EXERCISE OBJECTIVE
Output the line that contains "of the speaker" together with each line after it, through the final line of the listing below, word for word; omit pictures.

EXCERPTED DATA
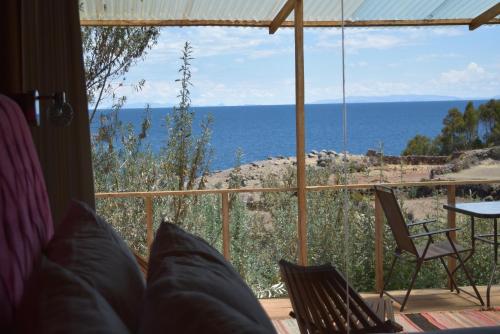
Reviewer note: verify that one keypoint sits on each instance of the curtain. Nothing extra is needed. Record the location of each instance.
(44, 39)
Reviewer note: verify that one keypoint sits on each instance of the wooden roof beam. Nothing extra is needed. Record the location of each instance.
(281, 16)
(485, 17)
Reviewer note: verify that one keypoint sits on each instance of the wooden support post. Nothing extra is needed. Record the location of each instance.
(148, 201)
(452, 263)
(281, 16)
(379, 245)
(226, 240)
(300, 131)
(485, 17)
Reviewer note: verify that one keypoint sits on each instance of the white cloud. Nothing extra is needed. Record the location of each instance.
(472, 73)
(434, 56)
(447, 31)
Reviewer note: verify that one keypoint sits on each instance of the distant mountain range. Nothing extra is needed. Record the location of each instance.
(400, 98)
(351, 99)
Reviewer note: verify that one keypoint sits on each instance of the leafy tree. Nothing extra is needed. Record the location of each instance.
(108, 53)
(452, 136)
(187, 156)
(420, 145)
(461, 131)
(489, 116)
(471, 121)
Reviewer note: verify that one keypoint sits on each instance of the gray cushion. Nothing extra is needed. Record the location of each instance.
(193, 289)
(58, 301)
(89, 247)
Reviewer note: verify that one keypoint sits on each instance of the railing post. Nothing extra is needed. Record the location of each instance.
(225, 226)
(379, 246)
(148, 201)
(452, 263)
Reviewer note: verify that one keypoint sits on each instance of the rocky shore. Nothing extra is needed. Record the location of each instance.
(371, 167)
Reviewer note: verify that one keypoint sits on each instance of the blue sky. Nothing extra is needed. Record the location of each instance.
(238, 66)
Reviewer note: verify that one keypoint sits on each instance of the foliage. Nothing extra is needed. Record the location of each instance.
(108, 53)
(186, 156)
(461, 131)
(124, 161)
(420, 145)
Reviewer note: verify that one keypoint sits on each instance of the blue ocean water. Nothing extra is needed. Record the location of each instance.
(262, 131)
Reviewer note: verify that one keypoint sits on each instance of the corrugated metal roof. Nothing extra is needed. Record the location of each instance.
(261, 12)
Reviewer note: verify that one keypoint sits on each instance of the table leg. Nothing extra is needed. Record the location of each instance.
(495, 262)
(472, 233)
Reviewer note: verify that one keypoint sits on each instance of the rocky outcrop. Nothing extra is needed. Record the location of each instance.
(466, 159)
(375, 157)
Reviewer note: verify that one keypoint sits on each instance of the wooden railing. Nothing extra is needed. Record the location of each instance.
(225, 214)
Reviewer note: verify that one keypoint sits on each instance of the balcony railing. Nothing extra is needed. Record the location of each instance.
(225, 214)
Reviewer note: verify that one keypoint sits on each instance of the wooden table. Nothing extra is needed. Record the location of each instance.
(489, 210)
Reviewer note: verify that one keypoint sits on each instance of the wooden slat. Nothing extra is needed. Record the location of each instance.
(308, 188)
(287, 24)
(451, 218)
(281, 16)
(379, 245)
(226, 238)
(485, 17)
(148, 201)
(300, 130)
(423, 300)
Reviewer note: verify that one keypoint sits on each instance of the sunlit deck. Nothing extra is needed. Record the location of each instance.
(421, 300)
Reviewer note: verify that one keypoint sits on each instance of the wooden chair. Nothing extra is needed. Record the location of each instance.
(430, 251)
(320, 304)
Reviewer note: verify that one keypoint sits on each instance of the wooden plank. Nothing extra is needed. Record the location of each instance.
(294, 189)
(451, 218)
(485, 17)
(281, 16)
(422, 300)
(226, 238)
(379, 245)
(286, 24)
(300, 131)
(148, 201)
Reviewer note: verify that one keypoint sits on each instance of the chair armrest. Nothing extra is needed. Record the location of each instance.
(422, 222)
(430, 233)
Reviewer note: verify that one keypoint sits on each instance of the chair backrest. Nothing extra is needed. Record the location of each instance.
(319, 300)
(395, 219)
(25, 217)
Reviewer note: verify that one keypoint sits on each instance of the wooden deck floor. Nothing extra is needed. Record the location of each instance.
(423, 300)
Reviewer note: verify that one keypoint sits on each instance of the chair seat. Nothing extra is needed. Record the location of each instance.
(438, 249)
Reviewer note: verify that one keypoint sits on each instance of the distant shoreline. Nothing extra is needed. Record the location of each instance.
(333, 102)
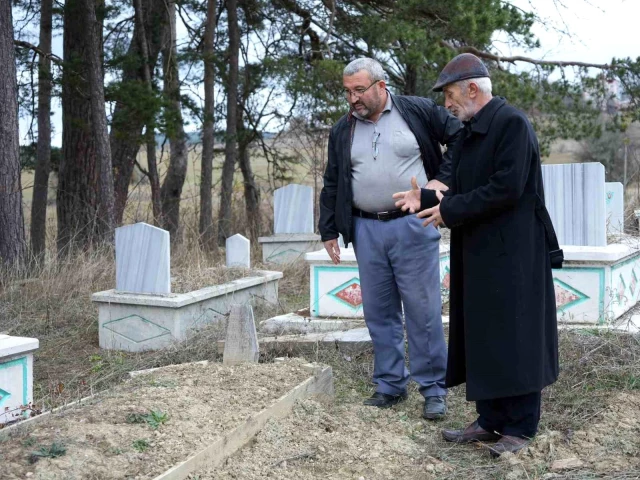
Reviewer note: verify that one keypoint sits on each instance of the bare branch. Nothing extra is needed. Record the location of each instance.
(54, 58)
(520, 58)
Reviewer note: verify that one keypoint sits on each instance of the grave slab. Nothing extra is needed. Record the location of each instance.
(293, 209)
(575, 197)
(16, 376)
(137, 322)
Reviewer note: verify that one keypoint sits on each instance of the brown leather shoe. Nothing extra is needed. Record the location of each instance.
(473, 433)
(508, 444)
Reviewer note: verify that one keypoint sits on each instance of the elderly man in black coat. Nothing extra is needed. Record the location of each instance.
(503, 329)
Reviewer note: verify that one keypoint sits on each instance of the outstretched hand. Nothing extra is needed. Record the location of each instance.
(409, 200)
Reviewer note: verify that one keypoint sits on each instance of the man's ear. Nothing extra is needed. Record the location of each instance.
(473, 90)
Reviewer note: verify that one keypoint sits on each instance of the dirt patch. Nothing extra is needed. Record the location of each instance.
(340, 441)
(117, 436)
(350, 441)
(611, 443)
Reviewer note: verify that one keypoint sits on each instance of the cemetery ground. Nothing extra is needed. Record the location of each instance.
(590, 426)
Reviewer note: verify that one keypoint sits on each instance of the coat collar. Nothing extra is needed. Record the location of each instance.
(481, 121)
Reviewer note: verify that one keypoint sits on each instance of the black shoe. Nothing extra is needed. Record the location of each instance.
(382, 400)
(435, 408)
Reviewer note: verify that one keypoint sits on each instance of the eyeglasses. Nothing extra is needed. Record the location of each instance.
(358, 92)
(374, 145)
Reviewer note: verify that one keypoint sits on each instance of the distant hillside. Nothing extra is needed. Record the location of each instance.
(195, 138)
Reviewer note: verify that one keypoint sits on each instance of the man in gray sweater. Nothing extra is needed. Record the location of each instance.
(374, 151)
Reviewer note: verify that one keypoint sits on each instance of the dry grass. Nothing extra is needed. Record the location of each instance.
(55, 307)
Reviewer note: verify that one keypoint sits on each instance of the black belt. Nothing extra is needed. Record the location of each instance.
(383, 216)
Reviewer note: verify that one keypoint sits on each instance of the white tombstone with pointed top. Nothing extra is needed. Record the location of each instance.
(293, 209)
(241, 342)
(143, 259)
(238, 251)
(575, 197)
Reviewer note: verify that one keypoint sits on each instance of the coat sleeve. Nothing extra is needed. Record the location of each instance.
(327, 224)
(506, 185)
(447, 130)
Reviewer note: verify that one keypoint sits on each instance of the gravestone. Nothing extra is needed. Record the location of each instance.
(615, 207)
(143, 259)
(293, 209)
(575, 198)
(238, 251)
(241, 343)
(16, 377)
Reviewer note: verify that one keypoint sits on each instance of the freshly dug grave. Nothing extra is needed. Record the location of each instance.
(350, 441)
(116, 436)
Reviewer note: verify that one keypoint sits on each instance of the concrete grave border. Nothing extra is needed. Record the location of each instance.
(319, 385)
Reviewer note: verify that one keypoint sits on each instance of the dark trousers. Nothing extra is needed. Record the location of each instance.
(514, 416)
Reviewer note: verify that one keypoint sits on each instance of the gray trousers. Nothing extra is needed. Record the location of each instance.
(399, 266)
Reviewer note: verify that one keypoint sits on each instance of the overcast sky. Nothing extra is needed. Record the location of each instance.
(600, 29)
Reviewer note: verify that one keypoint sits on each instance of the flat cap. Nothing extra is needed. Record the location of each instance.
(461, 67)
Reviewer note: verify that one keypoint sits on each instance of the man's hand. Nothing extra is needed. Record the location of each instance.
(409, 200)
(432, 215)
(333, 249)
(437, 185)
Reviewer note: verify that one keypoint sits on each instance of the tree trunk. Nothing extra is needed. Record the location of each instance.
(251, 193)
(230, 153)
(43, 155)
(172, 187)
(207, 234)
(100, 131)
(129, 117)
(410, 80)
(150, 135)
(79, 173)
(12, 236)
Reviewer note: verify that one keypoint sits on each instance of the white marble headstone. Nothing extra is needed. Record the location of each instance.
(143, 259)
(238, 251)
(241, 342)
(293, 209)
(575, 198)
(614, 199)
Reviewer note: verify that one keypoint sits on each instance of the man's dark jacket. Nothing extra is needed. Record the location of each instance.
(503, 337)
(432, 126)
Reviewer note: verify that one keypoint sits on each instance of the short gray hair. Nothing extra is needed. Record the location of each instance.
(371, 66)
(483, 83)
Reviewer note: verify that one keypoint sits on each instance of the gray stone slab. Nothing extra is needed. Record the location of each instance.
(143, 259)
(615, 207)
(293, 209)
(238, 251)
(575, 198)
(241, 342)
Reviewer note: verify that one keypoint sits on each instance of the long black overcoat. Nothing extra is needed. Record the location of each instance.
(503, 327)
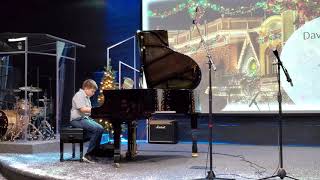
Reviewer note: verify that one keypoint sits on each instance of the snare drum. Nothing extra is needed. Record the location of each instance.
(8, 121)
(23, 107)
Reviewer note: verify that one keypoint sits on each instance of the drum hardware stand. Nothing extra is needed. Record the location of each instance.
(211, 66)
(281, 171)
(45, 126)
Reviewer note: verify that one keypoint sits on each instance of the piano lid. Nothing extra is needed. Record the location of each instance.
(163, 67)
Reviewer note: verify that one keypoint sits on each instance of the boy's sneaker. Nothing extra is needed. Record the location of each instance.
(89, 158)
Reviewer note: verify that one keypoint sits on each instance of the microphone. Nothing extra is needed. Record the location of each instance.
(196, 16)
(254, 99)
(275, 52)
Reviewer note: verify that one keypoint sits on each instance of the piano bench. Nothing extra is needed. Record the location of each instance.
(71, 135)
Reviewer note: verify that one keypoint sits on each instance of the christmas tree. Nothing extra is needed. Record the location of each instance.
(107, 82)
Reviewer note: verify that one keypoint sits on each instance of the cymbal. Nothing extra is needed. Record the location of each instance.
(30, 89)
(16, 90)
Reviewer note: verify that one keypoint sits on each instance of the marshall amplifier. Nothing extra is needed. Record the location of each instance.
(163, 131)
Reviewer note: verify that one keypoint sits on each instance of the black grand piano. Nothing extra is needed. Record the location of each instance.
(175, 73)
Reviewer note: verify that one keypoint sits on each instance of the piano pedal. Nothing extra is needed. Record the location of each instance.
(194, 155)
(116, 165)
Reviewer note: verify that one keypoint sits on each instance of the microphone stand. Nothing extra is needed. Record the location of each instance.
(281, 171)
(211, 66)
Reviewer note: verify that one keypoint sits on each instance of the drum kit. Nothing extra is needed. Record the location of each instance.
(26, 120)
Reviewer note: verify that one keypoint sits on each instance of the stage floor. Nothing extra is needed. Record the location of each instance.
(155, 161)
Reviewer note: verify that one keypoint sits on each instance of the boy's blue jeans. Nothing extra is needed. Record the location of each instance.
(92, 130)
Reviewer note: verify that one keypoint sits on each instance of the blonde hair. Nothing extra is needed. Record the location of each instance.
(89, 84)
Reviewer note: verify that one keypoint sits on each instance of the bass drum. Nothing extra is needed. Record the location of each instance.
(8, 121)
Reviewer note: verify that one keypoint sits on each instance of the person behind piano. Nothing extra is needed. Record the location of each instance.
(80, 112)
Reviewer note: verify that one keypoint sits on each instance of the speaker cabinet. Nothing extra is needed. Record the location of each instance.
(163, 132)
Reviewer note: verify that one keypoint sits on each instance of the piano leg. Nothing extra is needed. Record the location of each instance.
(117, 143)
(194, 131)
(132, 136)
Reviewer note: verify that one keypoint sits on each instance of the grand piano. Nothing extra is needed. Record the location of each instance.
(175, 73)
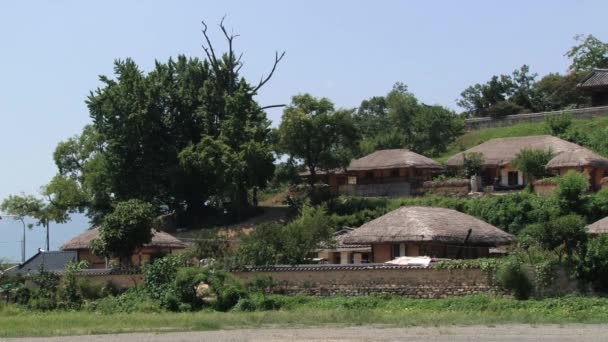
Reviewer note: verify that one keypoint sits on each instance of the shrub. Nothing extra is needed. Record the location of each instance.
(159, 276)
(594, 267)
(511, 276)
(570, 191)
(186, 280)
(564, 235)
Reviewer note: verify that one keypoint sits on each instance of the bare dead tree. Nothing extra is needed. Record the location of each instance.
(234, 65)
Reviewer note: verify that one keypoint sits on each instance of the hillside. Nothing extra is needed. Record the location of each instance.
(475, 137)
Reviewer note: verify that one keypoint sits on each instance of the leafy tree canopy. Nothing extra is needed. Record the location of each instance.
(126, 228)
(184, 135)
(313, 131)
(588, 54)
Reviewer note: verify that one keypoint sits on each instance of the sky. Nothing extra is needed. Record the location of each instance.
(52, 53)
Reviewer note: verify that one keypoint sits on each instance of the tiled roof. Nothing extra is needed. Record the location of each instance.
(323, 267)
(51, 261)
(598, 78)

ANSWER SPACE
Reviewer note: verify that one keypoint sits on each instance of the speaker cabinet. Nothing extra is needed. Record the location of each instance.
(163, 132)
Reviewer note: verify that one keypoint sits on each instance of the piano leg. Nothing extra is needed. Record the location of each instance.
(117, 143)
(194, 131)
(132, 136)
Reviewer note: verify that one keypoint sits on each instance of the grand piano. Nothing extra is needed. Record the location of each instance.
(175, 73)
Reviewer note: verify that one keypoint sits on each instance of the shrub. Nothing extra is needed. Record the location of each instance.
(159, 276)
(594, 267)
(511, 276)
(570, 191)
(186, 280)
(564, 235)
Reviewer note: verify that one keypoint sits on each instance of the bare dead tree. Nothing extra is needed. Record the location of each instance.
(234, 65)
Reviewer note: verify that one keypoint sits on each instance of the hillside. Nothing extra is needed. Record the location of each instance.
(475, 137)
Reviewer note: verify that one keypoint sits on each instance of the leafy tree canopy. Nothing extra is needed. Record the location of each instance.
(126, 228)
(184, 135)
(313, 131)
(588, 54)
Reviewer note: verify that one keypoint sits on each instance of the sky. Nothing extra is needed. Record the location of each instance.
(52, 53)
Reviewer note: verify that one keypoint sits on each instance of the tiled roof. Nothing extra is needed. Record the location of each instance.
(323, 267)
(51, 261)
(598, 78)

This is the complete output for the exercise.